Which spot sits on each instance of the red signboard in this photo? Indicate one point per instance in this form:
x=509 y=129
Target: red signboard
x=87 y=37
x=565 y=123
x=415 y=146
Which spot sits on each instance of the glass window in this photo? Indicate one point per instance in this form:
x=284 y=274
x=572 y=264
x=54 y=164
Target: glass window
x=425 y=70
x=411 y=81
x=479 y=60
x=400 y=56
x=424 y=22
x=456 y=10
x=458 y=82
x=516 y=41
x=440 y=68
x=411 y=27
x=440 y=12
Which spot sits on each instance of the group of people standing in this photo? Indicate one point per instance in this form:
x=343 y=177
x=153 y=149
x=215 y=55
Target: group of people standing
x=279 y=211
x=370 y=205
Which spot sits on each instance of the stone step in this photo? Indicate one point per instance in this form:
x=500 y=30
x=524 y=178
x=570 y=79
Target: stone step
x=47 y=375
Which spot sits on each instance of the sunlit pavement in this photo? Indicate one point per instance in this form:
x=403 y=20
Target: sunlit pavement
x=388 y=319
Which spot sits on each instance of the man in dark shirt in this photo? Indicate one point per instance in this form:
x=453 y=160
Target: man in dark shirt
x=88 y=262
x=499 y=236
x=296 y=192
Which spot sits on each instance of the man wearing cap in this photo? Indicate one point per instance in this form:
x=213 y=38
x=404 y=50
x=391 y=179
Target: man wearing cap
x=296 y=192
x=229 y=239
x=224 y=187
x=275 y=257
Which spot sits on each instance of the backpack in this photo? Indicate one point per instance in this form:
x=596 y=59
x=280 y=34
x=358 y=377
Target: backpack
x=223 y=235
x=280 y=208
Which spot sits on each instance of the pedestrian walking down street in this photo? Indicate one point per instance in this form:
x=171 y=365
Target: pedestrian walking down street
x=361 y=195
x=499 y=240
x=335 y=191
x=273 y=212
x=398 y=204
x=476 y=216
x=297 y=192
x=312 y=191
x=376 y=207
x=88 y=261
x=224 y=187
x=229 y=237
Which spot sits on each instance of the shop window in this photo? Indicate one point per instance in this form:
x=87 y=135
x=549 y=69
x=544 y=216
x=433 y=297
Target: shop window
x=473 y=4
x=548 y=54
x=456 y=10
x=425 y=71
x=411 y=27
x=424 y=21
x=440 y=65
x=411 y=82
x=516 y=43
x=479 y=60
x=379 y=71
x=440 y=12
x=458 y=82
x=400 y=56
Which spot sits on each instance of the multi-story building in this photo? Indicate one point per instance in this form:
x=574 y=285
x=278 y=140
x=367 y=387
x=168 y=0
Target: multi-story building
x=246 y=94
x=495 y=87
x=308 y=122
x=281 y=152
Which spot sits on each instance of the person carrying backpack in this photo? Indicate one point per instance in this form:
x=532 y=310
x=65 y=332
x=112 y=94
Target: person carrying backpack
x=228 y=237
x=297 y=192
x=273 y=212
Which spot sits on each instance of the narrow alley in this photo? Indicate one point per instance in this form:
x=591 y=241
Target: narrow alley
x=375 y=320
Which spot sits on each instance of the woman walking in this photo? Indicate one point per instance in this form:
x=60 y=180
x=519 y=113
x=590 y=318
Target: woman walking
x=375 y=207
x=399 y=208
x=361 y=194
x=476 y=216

★ ★ ★

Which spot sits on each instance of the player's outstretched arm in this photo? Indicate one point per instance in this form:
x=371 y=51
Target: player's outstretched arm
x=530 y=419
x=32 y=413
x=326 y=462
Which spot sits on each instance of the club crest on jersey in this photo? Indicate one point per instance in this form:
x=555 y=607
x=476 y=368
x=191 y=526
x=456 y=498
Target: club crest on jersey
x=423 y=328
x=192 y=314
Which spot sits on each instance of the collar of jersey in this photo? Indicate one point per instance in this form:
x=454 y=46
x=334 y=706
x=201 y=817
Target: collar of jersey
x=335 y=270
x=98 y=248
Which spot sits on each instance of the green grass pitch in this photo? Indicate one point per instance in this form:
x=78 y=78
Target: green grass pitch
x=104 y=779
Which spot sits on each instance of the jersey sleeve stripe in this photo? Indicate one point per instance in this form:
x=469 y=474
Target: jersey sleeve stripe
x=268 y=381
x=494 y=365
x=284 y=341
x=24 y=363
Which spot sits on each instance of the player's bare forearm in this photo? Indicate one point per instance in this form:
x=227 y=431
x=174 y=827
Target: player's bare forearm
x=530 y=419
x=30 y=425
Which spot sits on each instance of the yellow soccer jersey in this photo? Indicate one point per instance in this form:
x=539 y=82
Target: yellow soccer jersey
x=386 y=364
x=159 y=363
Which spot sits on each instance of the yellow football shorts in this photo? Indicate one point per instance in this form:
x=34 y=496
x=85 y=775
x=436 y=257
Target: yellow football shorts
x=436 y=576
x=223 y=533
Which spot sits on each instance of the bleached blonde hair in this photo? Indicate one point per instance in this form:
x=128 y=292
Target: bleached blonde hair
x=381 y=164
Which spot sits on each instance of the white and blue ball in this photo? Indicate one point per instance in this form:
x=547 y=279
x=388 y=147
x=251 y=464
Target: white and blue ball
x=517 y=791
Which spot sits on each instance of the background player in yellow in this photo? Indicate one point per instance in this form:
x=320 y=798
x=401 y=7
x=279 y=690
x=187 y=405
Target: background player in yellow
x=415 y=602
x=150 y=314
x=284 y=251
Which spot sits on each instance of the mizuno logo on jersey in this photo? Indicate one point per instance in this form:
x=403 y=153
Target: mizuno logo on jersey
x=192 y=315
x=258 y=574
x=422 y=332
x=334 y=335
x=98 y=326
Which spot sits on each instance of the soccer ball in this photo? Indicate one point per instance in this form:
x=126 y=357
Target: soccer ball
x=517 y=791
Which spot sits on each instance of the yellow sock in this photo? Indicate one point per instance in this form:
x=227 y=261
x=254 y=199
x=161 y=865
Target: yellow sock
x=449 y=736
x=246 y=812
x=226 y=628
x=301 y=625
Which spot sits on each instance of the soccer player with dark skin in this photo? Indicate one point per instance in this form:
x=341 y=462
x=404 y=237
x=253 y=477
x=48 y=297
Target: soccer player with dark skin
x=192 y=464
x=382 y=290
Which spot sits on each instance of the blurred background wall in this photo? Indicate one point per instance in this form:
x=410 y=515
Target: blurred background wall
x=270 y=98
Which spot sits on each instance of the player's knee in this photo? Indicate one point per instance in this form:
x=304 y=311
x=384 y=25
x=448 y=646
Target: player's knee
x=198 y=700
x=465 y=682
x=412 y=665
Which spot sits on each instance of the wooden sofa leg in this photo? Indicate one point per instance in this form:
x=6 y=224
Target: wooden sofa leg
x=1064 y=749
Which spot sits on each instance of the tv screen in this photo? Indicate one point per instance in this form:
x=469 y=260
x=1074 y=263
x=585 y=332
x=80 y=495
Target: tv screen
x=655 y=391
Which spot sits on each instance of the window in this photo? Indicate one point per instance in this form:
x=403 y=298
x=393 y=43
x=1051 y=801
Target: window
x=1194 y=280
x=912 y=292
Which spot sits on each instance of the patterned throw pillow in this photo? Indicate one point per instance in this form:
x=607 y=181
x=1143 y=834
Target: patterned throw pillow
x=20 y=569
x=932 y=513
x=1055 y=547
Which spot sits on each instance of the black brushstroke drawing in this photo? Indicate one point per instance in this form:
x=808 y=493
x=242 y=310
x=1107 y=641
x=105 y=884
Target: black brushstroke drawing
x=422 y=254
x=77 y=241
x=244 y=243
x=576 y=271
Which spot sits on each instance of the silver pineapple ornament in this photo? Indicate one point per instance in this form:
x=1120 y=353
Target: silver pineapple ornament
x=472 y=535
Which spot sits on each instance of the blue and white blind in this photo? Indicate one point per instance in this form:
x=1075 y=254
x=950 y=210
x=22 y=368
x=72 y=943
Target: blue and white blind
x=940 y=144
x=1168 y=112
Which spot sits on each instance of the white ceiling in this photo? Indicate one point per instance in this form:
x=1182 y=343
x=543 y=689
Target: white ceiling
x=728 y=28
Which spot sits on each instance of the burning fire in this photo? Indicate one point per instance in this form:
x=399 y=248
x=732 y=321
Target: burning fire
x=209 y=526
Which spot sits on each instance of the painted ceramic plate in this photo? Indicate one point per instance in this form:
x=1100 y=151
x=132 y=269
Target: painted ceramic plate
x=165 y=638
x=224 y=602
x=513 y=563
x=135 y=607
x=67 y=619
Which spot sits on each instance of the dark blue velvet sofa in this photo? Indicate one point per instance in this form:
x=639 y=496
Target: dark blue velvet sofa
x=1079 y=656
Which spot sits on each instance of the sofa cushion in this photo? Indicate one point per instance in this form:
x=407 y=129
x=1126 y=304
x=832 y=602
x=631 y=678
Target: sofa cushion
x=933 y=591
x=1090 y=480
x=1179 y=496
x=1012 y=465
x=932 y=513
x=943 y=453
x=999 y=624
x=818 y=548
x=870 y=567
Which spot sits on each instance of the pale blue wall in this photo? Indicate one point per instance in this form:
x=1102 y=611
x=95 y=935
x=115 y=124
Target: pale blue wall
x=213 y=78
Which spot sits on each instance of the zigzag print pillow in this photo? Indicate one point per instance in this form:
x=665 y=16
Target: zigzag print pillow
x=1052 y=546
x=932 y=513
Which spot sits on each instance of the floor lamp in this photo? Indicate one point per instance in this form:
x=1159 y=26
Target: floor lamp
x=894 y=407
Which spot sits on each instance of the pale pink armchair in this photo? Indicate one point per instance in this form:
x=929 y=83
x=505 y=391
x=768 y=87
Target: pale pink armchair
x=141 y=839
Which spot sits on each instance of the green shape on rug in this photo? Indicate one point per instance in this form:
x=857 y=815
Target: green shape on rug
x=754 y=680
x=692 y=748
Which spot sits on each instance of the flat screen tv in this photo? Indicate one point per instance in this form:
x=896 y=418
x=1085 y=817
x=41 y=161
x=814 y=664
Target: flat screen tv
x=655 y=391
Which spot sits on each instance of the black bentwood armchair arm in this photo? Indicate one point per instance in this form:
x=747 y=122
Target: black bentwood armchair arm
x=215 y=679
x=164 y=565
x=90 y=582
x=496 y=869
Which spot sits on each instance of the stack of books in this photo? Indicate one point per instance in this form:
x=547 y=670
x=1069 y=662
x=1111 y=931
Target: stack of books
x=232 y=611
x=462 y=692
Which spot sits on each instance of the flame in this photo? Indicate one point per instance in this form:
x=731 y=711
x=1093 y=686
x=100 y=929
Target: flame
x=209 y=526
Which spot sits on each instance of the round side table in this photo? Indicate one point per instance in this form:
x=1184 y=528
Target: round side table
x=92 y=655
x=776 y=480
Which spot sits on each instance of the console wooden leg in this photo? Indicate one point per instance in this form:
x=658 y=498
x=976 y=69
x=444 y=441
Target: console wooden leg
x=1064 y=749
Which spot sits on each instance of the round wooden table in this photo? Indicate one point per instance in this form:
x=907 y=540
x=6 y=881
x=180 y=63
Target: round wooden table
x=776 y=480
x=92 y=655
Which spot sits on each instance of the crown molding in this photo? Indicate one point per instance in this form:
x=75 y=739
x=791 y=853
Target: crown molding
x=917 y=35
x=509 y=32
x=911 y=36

★ ★ ★

■ REQUIREMENT ■
Update the data from the line with "Which spot sits on each instance of the background" to the line with "x=284 y=251" so that "yellow" becomes "green", leaving everything else untouched, and return only those lines.

■ THE RESULT ■
Which spot sits on each instance of the background player in green in this photo? Indicate one point per instance in this form:
x=320 y=798
x=401 y=7
x=279 y=690
x=187 y=405
Target: background player in green
x=415 y=602
x=150 y=314
x=284 y=251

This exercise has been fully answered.